#### EXCERPTED PASSAGE:
--- START ---

The caramel colors can be bought as such, as caramel colors. They are also made from sugars that are heated under controlled conditions. Also, either sulfite or ammonium compounds can be added during the process. These help accelerate certain reactions to occur to ensure the desired color and flavor are formed. Caramel colors are named based on how they’re made and which of these compounds have been added during the process. That splits them in four different groups:
Since these are food additives, they’re quit well described in both literature as well as legislation and tend to be split into four different groups:
- Type I: plain or caustic caramel; no sulfites or ammonium compounds were used
- Type II: caustic sulfite caramel; sulfite compounds are used, no ammonium compounds
- Type III: ammonia caramel: ammonium compounds are used, no sulfite compounds
- Type IV: sulfite ammonia caramel: sulfite and ammonia compounds are used
In Europe these colors are labeled as E150a-d. These additives are meant to be used for coloring specifically, not necessarily for flavor purposes. These colors are very stable, even under high temperatures, and is why they can be found in a lot of different foods. Not all caramel colors are stable in all foods. The reason our beer brewing friends used a sugar syrup made with an ammonium compound (diammonium phosphate) is likely because the type III caramel color that its made that way is very stable in alcohol and thus beer!
Legislation prescribes just which ammonium and sulfite compounds may be used. The ammonium compounds that may be used are: ammonium hydroxide, ammonium carbonate and ammonium hydrogen carbonate, ammonium phosphate, ammonium sulfate, ammonium sulfite and ammonium hydrogen sulfite. For sulfites the following may be used: sulfurous acid, potassium, sodium and ammonium sulfites and hydrogen sulfites.
So what happens when you add ammonia to caramels? We’ll look at our specific ammonium salt first: diammonium phosphate. As you can see below, diammonium phosphate contains nitrogen. This enables the Maillard reaction to take place, which can take place at temperatures well below those of sugar caramelization reactions. Also, the Maillard reaction can lead to the formation of melanoidin. This molecule has a very dark color and helps to achieve that dark dark syrup color.
The exact chemical reactions that occur in these complex system are still not completely understood. There are simply too many molecules that are formed during these reactions. Researchers have compared different ammonium salts with one another and concluded that diammonium phosphate (also called DAP) was one of the most efficient for forming these dark colors. Why though is not known exactly.
A Note on Ingredients Used by Manufacturers
Most commercial sugar syrups or caramel colors don’t declare these added ingredients since they are used as ‘processing aids’, meaning they’re used during the process. Unfortunately, that makes it hard to figure out how syrups were made to help understand their chemistry.

--- END ---

#### THE PROBLEM:
Translate this sentence from the passage on caramel colors into Spanish: "Researchers have compared different ammonium salts with one another and concluded that diammonium phosphate (also called DAP) was one of the most efficient for forming these dark colors."

#### DATA EXCERPTS:

--- START ---

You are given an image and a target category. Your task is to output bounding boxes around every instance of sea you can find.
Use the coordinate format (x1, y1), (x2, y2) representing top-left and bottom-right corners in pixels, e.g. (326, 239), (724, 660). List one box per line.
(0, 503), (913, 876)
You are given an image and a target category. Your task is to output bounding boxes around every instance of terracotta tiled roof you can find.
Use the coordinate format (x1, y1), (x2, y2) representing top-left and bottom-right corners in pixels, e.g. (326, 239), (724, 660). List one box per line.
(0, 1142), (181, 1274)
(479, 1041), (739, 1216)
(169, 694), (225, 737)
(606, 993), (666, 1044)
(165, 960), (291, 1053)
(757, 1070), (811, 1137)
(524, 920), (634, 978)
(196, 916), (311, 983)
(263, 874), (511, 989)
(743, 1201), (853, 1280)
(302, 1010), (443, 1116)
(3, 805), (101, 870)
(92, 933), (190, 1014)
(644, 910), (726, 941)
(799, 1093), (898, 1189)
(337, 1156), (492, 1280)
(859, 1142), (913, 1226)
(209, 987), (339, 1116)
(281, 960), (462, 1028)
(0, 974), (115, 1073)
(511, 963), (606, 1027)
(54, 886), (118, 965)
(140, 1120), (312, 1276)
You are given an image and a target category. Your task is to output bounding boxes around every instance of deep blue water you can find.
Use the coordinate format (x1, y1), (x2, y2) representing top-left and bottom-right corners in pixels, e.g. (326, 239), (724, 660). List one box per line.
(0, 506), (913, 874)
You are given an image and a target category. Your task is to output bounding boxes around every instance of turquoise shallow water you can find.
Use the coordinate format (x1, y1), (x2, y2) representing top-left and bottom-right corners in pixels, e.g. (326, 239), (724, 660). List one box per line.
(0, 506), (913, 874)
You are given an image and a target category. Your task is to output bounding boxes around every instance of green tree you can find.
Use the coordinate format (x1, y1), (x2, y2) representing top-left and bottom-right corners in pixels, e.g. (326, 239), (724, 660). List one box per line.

--- END ---

#### RESPONSE FOR THIS EXERCISE:
Los investigadores han comparado distintas sales de amonio entre sí y han concluido que el fosfato diamónico (también llamado DAP) era una de las más eficientes para formar estos colores oscuros.